**EXERCISE DESCRIPTION**
Retype every record below exactly as it appears.

**DATA FOR PROCESSING**
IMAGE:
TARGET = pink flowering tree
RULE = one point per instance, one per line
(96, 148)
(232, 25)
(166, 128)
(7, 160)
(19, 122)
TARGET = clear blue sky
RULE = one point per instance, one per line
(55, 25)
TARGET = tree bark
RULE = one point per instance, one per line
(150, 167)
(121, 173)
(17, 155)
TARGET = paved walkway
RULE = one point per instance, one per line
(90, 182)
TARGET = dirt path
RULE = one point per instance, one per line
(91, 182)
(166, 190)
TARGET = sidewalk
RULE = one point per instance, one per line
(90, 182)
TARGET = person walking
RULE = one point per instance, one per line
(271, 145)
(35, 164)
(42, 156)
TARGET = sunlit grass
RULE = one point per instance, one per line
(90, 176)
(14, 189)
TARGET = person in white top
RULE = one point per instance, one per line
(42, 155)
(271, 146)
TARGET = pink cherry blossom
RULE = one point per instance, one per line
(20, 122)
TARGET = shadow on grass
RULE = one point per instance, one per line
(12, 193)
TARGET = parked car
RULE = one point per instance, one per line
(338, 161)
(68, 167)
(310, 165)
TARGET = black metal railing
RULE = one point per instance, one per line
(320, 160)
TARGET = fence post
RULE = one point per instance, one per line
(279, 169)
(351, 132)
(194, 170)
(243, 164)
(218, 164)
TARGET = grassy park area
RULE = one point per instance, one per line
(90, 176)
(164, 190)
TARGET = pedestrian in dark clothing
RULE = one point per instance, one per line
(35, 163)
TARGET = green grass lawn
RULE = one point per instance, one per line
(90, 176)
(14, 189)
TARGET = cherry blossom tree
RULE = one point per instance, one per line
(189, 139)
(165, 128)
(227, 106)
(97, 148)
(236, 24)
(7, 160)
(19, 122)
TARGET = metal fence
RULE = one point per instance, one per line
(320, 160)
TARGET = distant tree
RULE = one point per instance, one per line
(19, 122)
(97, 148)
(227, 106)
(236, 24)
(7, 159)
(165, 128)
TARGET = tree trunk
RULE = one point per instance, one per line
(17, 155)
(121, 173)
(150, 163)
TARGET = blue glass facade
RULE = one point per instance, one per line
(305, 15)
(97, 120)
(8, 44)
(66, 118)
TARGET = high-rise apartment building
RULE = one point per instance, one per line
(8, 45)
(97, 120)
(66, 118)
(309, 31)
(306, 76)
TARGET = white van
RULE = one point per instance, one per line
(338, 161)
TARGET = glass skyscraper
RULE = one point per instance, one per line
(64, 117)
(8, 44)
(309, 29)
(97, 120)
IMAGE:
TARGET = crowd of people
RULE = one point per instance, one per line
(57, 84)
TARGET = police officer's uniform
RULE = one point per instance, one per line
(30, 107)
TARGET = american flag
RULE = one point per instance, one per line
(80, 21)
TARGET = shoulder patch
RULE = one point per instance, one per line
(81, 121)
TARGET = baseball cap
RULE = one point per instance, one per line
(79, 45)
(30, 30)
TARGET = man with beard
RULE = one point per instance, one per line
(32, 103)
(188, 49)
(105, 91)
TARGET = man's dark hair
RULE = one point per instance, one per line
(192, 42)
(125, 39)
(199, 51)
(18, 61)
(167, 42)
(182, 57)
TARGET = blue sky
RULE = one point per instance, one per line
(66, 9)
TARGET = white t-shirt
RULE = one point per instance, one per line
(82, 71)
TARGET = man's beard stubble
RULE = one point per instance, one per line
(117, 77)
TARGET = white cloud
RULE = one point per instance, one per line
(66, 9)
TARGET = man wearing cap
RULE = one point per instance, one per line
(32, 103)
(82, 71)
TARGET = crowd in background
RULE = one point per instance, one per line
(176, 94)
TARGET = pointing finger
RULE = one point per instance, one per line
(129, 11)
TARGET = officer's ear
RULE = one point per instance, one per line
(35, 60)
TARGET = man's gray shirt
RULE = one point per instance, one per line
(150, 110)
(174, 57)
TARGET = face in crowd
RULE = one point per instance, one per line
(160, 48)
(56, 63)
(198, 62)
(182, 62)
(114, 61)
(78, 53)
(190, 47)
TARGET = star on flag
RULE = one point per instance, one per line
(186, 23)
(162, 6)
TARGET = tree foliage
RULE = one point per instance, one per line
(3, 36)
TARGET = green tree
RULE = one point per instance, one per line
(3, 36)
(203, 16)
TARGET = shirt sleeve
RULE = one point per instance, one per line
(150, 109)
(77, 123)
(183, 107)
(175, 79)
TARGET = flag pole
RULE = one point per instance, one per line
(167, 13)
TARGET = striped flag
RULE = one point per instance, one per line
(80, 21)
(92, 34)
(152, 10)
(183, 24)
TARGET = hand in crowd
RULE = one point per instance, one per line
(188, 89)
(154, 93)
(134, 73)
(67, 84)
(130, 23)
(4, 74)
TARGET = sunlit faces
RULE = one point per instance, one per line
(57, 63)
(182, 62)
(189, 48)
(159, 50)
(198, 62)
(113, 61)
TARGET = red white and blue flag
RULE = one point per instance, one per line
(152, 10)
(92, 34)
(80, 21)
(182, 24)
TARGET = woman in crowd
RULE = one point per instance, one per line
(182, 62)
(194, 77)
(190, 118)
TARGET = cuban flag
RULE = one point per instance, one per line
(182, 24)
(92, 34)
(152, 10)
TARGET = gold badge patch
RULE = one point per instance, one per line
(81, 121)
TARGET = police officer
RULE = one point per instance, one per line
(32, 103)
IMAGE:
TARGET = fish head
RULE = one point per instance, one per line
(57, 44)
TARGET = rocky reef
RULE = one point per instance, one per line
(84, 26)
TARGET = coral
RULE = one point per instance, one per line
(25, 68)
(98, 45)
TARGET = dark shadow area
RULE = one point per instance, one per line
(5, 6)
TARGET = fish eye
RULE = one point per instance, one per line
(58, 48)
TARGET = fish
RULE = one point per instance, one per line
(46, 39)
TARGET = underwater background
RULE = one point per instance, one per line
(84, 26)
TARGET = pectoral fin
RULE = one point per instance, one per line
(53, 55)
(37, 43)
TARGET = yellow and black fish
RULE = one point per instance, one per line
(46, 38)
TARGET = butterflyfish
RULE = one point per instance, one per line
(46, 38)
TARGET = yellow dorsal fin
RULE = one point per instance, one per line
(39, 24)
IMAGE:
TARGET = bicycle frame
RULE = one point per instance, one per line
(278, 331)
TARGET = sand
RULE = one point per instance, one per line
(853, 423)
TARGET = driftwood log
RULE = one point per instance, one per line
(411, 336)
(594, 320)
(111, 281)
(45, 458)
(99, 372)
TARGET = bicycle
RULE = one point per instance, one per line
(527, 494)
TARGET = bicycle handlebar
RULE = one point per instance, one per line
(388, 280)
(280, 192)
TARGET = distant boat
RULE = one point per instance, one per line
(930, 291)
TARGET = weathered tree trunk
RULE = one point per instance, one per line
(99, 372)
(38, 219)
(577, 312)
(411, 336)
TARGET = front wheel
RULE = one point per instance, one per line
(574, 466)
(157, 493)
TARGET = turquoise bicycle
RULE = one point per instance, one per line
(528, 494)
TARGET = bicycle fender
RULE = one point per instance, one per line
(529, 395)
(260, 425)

**RESULT OF THE TASK**
IMAGE:
TARGET = pink flowering tree
RULE = one point per instance, one per line
(96, 148)
(232, 25)
(166, 128)
(7, 160)
(19, 122)
TARGET = clear blue sky
RULE = one point per instance, one per line
(55, 25)
TARGET = tree bark
RULE = one point per instance, one per line
(150, 167)
(121, 173)
(17, 155)
TARGET = paved walkway
RULE = one point per instance, one per line
(90, 182)
TARGET = dirt path
RULE = one point per instance, one per line
(91, 182)
(166, 190)
TARGET = sidewalk
RULE = one point per instance, one per line
(90, 182)
TARGET = person walking
RULE = one point per instance, one per line
(271, 145)
(35, 164)
(42, 156)
TARGET = sunlit grass
RULE = one point per instance, one per line
(90, 176)
(14, 189)
TARGET = person in white top
RULE = one point per instance, one per line
(42, 155)
(271, 146)
TARGET = pink cherry blossom
RULE = one point per instance, one per line
(20, 122)
TARGET = shadow on grass
RULE = one point per instance, one per line
(12, 193)
TARGET = parked car
RULE = one point per instance, one per line
(338, 161)
(68, 167)
(310, 165)
TARGET = black metal railing
RULE = one point per instance, one per line
(320, 160)
TARGET = fence post
RULE = one point per instance, one per line
(279, 169)
(351, 132)
(194, 170)
(243, 164)
(218, 164)
TARGET = grassy park area
RULE = one point per instance, one per line
(90, 176)
(164, 190)
TARGET = pedestrian in dark clothing
RULE = one point per instance, one per line
(35, 163)
TARGET = green grass lawn
RULE = one point per instance, one per line
(90, 176)
(14, 189)
TARGET = cherry blossom tree
RULE = one point per instance, one per line
(189, 139)
(165, 128)
(227, 106)
(97, 148)
(236, 24)
(7, 160)
(19, 122)
TARGET = metal fence
RULE = one point per instance, one per line
(320, 160)
TARGET = distant tree
RULE = one point per instance, one per line
(19, 122)
(97, 148)
(227, 106)
(236, 24)
(7, 159)
(165, 128)
TARGET = tree trunk
RULE = one point per instance, one per line
(17, 155)
(121, 173)
(150, 163)
TARGET = blue glass facade
RULE = one point per instance, one per line
(305, 15)
(97, 120)
(8, 44)
(66, 118)
TARGET = high-rise apartment building
RULE = one point per instance, one per line
(8, 45)
(97, 120)
(66, 118)
(309, 31)
(306, 76)
TARGET = white van
RULE = one point per instance, one per line
(338, 161)
TARGET = glass skyscraper
RULE = one point per instance, one per line
(64, 117)
(8, 44)
(309, 29)
(97, 120)
IMAGE:
TARGET = crowd of people
RULE = one point per instance, one per line
(57, 84)
TARGET = police officer's uniform
RULE = one point per instance, one per line
(30, 107)
TARGET = american flag
RULE = one point per instance, one per line
(80, 21)
TARGET = shoulder patch
RULE = one point per instance, one per line
(81, 121)
TARGET = baseball cap
RULE = one point per instance, one per line
(79, 45)
(30, 30)
TARGET = man with beard
RULE = one point per instance, one per line
(32, 103)
(188, 49)
(105, 91)
TARGET = man's dark hair
RULE = one point per instance, one per line
(192, 42)
(125, 39)
(199, 51)
(18, 61)
(167, 42)
(182, 57)
TARGET = blue sky
RULE = one point per instance, one per line
(66, 9)
TARGET = white t-shirt
RULE = one point per instance, one per line
(82, 71)
TARGET = man's beard stubble
RULE = one point per instance, one per line
(117, 77)
TARGET = white cloud
RULE = one point per instance, one per line
(66, 9)
TARGET = man wearing cap
RULE = one point per instance, one per line
(32, 103)
(82, 71)
TARGET = crowd in background
RULE = one point per instance, one per line
(176, 94)
TARGET = pointing finger
RULE = one point per instance, one per line
(129, 11)
TARGET = officer's ear
RULE = one point per instance, one per line
(35, 60)
TARGET = man's gray shirt
RULE = one point per instance, one per line
(150, 110)
(174, 57)
TARGET = face in crowd
RULE = one point per instance, one per line
(160, 48)
(56, 63)
(198, 62)
(182, 62)
(114, 61)
(78, 53)
(190, 47)
TARGET = star on flag
RULE = one point per instance, one per line
(186, 23)
(162, 6)
TARGET = tree foliage
RULE = one point per instance, one per line
(3, 36)
TARGET = green tree
RULE = one point per instance, one per line
(3, 36)
(203, 16)
TARGET = shirt sleeve
RULE = one point per instance, one per line
(150, 109)
(77, 123)
(183, 107)
(175, 79)
TARGET = flag pole
RULE = one point per instance, one per line
(167, 13)
TARGET = striped flag
RULE = one point per instance, one per line
(80, 21)
(92, 34)
(152, 10)
(183, 24)
TARGET = hand in crowd
RULE = one point per instance, one per line
(188, 89)
(154, 93)
(134, 73)
(67, 84)
(130, 23)
(4, 74)
TARGET = sunlit faces
RULE = one point per instance, one per line
(57, 63)
(182, 62)
(189, 48)
(159, 50)
(198, 62)
(113, 61)
TARGET = red white and blue flag
RULE = one point per instance, one per line
(152, 10)
(92, 34)
(80, 21)
(182, 24)
TARGET = woman in crowd
RULE = one point per instance, one per line
(182, 62)
(194, 77)
(190, 118)
TARGET = cuban flag
RULE = one point per instance, one per line
(182, 24)
(92, 34)
(152, 10)
TARGET = gold badge patch
RULE = one point per instance, one per line
(81, 121)
TARGET = police officer
RULE = one point per instance, one per line
(32, 103)
IMAGE:
TARGET = fish head
RULE = one point per instance, one per line
(57, 44)
TARGET = rocky reef
RULE = one point per instance, one per line
(84, 26)
TARGET = coral
RULE = one point per instance, one per line
(25, 68)
(98, 45)
TARGET = dark shadow area
RULE = one point per instance, one per line
(5, 6)
TARGET = fish eye
RULE = one point per instance, one per line
(58, 48)
TARGET = fish
RULE = one point per instance, one per line
(46, 39)
TARGET = underwater background
RULE = one point per instance, one per line
(84, 26)
TARGET = pectoral fin
RULE = one point per instance, one per line
(53, 55)
(37, 43)
TARGET = yellow and black fish
RULE = one point per instance, one per line
(46, 38)
TARGET = butterflyfish
RULE = one point per instance, one per line
(46, 38)
TARGET = yellow dorsal fin
RULE = one point per instance, one per line
(39, 24)
IMAGE:
TARGET = bicycle frame
RULE = one point per instance, one per line
(278, 331)
TARGET = sand
RULE = one point per instance, one per line
(853, 423)
TARGET = driftwood log
RULE = one point per instance, one per line
(411, 336)
(594, 320)
(111, 281)
(45, 458)
(99, 372)
TARGET = bicycle
RULE = one point per instance, one per line
(527, 494)
TARGET = bicycle handlebar
RULE = one point per instance, one per line
(388, 280)
(280, 192)
TARGET = distant boat
RULE = one point per instance, one per line
(930, 291)
TARGET = weathered tree trunk
RULE = one point per instance, one per line
(99, 372)
(38, 219)
(577, 312)
(411, 336)
TARGET = front wheel
RULE = one point per instance, one per line
(574, 466)
(157, 493)
TARGET = turquoise bicycle
RULE = one point per instance, one per line
(528, 494)
TARGET = bicycle fender
RULE = one point per instance, one per line
(529, 395)
(260, 425)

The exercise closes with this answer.